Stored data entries

::::::

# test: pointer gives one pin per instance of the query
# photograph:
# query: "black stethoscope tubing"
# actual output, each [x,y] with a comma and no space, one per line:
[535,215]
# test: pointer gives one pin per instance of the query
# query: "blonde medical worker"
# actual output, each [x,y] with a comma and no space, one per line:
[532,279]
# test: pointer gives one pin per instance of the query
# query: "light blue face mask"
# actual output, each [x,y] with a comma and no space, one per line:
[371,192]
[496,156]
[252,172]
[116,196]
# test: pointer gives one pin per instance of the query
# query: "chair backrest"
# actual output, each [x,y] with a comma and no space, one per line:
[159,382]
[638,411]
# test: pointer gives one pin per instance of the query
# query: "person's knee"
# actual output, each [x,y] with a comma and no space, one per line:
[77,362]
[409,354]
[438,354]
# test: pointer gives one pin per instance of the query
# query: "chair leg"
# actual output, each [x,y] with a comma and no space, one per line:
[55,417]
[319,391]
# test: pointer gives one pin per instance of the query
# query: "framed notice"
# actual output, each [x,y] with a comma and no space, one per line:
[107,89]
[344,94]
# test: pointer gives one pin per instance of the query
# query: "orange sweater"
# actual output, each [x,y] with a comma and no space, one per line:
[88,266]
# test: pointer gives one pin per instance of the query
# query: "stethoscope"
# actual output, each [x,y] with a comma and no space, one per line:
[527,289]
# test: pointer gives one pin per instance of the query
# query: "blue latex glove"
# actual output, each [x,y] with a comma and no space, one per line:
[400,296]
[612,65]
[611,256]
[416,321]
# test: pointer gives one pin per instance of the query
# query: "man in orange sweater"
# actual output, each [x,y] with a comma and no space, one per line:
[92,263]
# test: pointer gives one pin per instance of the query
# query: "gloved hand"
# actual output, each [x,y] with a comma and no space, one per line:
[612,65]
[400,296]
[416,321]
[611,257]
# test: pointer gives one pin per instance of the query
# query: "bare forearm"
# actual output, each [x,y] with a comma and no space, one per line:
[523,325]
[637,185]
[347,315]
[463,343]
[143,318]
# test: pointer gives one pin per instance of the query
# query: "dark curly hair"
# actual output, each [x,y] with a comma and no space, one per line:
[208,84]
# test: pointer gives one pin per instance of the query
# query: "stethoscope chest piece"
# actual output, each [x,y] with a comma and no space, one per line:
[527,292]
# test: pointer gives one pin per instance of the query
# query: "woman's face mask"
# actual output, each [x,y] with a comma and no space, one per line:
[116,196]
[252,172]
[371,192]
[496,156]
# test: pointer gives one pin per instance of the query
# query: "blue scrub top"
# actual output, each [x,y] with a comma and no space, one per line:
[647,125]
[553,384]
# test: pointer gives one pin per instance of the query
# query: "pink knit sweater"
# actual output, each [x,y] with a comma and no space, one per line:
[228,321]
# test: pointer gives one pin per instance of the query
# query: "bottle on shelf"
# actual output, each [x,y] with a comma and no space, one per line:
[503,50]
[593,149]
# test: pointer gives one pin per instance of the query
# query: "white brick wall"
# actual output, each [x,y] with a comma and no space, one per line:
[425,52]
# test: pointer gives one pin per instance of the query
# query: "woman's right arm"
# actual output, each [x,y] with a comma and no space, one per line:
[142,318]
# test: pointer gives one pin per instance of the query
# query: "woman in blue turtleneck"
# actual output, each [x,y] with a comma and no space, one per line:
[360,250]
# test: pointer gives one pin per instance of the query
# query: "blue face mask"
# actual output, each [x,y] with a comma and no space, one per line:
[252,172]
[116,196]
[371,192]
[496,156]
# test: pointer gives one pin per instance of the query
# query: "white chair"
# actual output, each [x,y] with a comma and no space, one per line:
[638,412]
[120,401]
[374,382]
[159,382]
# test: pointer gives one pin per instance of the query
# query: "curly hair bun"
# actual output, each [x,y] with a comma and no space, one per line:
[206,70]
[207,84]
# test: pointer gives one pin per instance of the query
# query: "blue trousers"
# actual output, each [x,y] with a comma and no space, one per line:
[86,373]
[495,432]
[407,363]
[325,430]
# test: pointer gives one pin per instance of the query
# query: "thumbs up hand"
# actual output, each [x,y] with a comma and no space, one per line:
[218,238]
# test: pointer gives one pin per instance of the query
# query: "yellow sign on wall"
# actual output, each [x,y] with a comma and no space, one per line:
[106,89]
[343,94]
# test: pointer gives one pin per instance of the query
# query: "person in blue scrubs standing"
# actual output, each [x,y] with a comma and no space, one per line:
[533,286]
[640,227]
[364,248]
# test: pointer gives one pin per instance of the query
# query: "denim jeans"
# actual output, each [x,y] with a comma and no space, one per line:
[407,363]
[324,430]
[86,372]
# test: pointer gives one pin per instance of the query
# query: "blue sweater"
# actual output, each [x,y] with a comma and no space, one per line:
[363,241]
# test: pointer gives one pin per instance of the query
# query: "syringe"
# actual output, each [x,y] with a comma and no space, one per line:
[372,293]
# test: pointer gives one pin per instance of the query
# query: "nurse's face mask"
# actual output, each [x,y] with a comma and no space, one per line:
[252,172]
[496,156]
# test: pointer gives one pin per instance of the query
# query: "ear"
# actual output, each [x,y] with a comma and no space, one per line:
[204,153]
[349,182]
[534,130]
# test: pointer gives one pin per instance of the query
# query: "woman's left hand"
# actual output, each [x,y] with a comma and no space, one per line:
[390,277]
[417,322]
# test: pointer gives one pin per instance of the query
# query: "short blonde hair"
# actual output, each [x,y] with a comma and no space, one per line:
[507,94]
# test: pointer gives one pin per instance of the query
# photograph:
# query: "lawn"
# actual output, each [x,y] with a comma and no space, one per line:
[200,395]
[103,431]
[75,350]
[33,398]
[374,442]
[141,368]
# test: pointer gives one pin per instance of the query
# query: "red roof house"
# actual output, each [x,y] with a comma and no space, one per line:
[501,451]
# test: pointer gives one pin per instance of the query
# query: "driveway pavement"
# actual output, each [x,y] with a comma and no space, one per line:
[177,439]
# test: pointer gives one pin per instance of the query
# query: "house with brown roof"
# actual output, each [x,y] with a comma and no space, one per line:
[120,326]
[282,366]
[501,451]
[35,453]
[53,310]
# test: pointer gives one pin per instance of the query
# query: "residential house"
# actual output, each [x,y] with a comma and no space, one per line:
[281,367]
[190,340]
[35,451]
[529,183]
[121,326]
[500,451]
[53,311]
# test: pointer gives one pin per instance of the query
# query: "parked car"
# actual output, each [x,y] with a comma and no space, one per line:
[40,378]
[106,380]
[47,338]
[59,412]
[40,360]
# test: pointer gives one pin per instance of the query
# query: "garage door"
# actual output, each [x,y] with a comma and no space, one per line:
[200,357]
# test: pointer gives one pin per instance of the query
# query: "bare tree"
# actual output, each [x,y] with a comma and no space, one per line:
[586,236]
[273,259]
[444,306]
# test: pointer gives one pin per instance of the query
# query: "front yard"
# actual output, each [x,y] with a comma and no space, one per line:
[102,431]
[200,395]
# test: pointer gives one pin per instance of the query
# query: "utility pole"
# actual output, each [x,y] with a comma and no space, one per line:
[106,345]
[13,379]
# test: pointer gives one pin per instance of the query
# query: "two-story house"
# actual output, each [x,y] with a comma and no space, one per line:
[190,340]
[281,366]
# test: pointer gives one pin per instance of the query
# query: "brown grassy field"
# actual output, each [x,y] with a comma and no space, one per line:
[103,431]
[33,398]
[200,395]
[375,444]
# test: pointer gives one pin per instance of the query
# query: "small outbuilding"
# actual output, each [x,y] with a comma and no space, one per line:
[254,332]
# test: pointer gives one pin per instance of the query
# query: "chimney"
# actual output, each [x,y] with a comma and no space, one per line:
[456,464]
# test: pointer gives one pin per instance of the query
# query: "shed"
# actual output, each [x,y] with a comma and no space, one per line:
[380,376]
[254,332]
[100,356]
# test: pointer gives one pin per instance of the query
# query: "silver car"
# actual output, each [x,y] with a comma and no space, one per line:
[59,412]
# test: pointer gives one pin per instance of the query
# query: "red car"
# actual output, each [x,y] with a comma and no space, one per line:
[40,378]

::::::

- ACTIVITY:
Report all lines of the data above that include the string "orange".

- ANSWER TO THE EXERCISE:
# query: "orange sweater"
# query: "man in orange sweater"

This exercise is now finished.